Saved entries:
>> begin
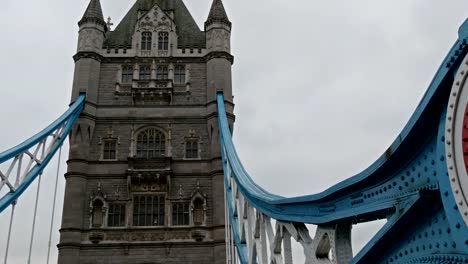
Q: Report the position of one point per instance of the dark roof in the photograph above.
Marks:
(217, 14)
(93, 13)
(188, 31)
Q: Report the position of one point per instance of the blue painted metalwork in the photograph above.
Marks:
(64, 124)
(408, 185)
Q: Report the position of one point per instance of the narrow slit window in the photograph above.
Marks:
(162, 72)
(146, 40)
(180, 213)
(179, 74)
(163, 41)
(145, 72)
(127, 74)
(110, 150)
(191, 149)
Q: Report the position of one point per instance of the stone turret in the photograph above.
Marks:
(88, 58)
(218, 44)
(92, 28)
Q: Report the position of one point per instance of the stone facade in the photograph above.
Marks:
(144, 181)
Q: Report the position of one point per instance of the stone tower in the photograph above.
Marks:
(144, 182)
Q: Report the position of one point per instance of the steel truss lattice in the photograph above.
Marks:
(27, 161)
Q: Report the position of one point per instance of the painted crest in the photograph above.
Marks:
(456, 136)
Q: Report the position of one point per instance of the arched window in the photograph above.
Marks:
(179, 74)
(145, 72)
(198, 212)
(146, 40)
(162, 72)
(127, 74)
(151, 144)
(163, 41)
(97, 213)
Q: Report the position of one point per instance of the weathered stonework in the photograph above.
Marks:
(167, 90)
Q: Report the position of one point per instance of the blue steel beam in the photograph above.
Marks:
(64, 123)
(395, 187)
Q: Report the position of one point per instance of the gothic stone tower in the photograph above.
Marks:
(144, 181)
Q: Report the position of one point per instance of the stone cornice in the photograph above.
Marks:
(219, 54)
(88, 55)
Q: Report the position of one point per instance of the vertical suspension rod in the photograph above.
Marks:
(53, 205)
(13, 206)
(34, 219)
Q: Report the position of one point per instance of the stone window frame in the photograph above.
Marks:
(92, 212)
(146, 40)
(180, 74)
(132, 208)
(163, 41)
(192, 138)
(127, 70)
(144, 129)
(198, 196)
(162, 72)
(109, 138)
(125, 205)
(144, 72)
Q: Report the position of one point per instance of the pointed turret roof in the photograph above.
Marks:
(188, 32)
(217, 14)
(93, 13)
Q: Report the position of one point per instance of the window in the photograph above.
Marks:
(198, 212)
(109, 150)
(163, 41)
(146, 40)
(179, 74)
(162, 73)
(180, 213)
(116, 215)
(145, 72)
(127, 74)
(151, 143)
(148, 210)
(191, 149)
(97, 213)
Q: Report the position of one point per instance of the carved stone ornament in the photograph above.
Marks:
(155, 20)
(96, 237)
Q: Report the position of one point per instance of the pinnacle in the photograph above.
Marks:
(94, 11)
(217, 13)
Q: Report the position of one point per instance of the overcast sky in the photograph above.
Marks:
(321, 88)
>> end
Goal ▸ Edit the listing by replacing every "photograph" with "image" and keeping all other text unchanged. Leave the pictures out of your answer.

Worked answer ▸
Q: Report the position of one point per instance of the dark roof in the image above.
Marks:
(217, 14)
(93, 13)
(188, 31)
Q: Report the position of one point per instance of the blue painted metalwork in the image above.
Marks:
(64, 124)
(408, 185)
Q: Report the position of one point per instance of the narrow slit window in the image above.
Marks:
(162, 72)
(146, 40)
(180, 213)
(179, 74)
(163, 41)
(145, 72)
(127, 74)
(110, 150)
(191, 149)
Q: Report the position of one point per instance of the stone turret in the image above.
Marks:
(88, 58)
(218, 44)
(92, 28)
Q: Report the position of one point per instance of the stone facade in the image above.
Marks:
(144, 181)
Q: Report the position of one point per instance of the stone tower in the image above.
Marks:
(144, 182)
Q: Report the position of one point per instance of the steel truss lattice in the image above.
Marks:
(27, 161)
Q: Report the position of one point per instance of the painted crest in the image above.
Marks:
(456, 136)
Q: Report the position of one point per instance of the arched window in the image above.
Marks:
(179, 74)
(145, 72)
(198, 212)
(146, 40)
(162, 72)
(127, 74)
(151, 144)
(163, 41)
(97, 213)
Q: Report the position of one point per instance of the weathered stonework in the image above.
Marks:
(167, 90)
Q: Report the position of one point per instance of the blue steel beam in the image above.
Marks:
(64, 123)
(395, 187)
Q: Report the position of one point per instance of the gothic stone tower in the image above.
Marks:
(144, 181)
Q: Report the position of one point per instance of the stone cornice in the image above.
Marks:
(219, 54)
(88, 55)
Q: Report the position of one point per instance of the vertical suspension rod in the image above.
Marks:
(53, 205)
(13, 206)
(34, 219)
Q: Report the position of one point per instance of the stone window frame in the image above.
Marks:
(92, 212)
(146, 40)
(180, 74)
(132, 208)
(163, 41)
(192, 138)
(127, 70)
(144, 129)
(198, 196)
(162, 72)
(109, 138)
(125, 205)
(144, 72)
Q: Report the position of one point per instance of the pointed turret roof in the image above.
Marks:
(188, 32)
(217, 14)
(93, 13)
Q: Report the position of one point per instance of the window in the image above.
Marks:
(198, 212)
(109, 150)
(163, 41)
(146, 40)
(179, 74)
(162, 73)
(180, 213)
(116, 215)
(145, 72)
(127, 74)
(151, 143)
(148, 210)
(191, 149)
(97, 213)
Q: Report the position of one point per instance of the carved stone ornament in the image above.
Marks:
(155, 20)
(96, 237)
Q: Report the position of one point per instance of the pinnacle in the image above.
Marks:
(94, 11)
(217, 13)
Q: Report the position of one point per instance of the overcast sky in the image above.
Marks:
(321, 88)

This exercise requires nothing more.